Assignment
Write out the records word for word, with no pictures.
::: Material for this exercise
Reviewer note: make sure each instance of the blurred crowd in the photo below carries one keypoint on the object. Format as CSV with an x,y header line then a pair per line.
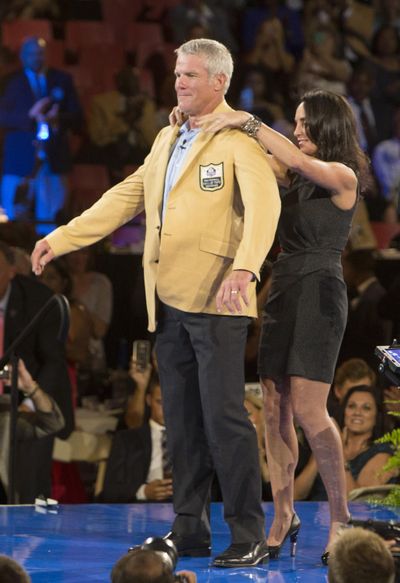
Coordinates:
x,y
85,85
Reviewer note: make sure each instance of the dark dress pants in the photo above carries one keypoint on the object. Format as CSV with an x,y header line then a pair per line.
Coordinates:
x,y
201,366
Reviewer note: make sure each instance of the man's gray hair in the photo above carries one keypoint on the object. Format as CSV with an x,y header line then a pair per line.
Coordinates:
::::::
Task result
Reviewer note: make sure each instance of the blurred crowd in the photo below carries one keypoint on the object. Format as CSV with an x,y header line then a pair per line.
Coordinates:
x,y
85,85
Reviewer note: make sure each instance of the dark dress pants in the photo above carries one keypoint on the object. Format as CSV with an x,y header line then a pair per line.
Coordinates:
x,y
201,366
Reviewer note: make sure each instance of the man's gray hair in the photo above carries one keypoint on the object. Format as CSV with an x,y header line then a pair per line.
Coordinates:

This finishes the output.